Source extract —
BOB MOON: Thirty three miners trapped a half-mile underground for nearly three weeks have not been told how much longer they'll likely be stuck. But government reports say the ordeal could last several months, challenging the health and safety of the miners. Gideon Long is the BBC's reporter in Chile and he visited the mine yesterday. This morning he joins us live to talk about how the mine collapse exposes the danger of the job. Good morning.

GIDEON LONG: Good morning there Bob.

MOON: Gideo, we know mining is a dangerous job. But are things any different in Chile, which is so dependent on mining for its economy.

LONG: Well, the short answer is no. Mining is obviously an intrinsically dangerous industry anywhere in the world. I would say, though, that Chile has a fairly good safety record in this area. It's a country which is steeped in mining tradition. It's absolutely essential to the economy. Mining accounts for over a half of Chile's export revenues. And this one country produces a third of all the copper in the world. And that means that they've got a long history of mining. Generally, safety standards around Chile's mines are very good. But it's a mixed picture. At the big mines, the safety standards tend to be good. But there are hundreds of smaller mines dotted around the country, where maybe things aren't quite so good.

MOON: You visited the mine. Set the scene for us.

What you need to do —
Please repeat the stretch of the Chile mining interview from "LONG: Well, the" through "scene for us.", substituting "lithium" for "copper".

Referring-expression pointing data

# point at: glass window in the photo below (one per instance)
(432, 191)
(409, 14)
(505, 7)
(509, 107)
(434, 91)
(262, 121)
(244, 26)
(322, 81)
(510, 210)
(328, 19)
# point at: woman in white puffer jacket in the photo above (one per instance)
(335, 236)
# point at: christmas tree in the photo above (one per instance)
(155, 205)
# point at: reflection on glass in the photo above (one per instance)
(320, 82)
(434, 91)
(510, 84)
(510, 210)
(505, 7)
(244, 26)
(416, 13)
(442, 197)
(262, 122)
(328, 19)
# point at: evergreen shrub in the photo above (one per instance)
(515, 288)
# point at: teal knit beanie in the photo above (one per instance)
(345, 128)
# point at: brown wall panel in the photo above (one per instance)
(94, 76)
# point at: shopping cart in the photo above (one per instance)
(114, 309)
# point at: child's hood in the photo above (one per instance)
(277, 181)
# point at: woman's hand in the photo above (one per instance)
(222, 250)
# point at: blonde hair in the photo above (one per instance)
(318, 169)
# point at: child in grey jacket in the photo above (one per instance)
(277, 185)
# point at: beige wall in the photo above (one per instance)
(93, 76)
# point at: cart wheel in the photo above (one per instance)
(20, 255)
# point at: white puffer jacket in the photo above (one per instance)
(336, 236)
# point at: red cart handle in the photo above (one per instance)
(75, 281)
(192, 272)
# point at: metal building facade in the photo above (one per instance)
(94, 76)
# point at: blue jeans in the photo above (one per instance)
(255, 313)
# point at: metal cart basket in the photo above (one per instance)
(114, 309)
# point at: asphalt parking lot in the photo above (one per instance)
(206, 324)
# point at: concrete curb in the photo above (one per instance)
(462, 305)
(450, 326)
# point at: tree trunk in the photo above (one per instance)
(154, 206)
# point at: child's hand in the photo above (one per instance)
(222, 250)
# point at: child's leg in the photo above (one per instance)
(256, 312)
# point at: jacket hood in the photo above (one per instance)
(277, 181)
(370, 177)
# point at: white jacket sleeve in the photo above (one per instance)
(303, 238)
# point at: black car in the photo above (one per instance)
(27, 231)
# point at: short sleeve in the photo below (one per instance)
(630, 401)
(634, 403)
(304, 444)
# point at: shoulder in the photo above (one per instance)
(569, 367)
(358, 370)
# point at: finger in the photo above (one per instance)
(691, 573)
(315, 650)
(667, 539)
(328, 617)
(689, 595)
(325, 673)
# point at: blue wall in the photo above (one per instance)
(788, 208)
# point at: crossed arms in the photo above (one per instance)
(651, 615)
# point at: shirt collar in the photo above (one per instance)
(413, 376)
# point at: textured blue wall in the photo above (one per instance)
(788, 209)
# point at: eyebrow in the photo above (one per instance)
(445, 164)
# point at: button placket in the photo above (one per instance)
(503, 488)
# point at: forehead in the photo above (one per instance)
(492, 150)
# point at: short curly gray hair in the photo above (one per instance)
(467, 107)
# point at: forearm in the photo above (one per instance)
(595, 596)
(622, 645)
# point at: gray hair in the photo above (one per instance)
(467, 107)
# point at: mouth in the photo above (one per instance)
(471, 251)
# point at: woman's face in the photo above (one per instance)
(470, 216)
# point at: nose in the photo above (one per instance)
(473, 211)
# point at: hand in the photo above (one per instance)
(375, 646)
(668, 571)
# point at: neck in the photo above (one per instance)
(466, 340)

Task output —
LONG: Well, the short answer is no. Mining is obviously an intrinsically dangerous industry anywhere in the world. I would say, though, that Chile has a fairly good safety record in this area. It's a country which is steeped in mining tradition. It's absolutely essential to the economy. Mining accounts for over a half of Chile's export revenues. And this one country produces a third of all the lithium in the world. And that means that they've got a long history of mining. Generally, safety standards around Chile's mines are very good. But it's a mixed picture. At the big mines, the safety standards tend to be good. But there are hundreds of smaller mines dotted around the country, where maybe things aren't quite so good.

MOON: You visited the mine. Set the scene for us.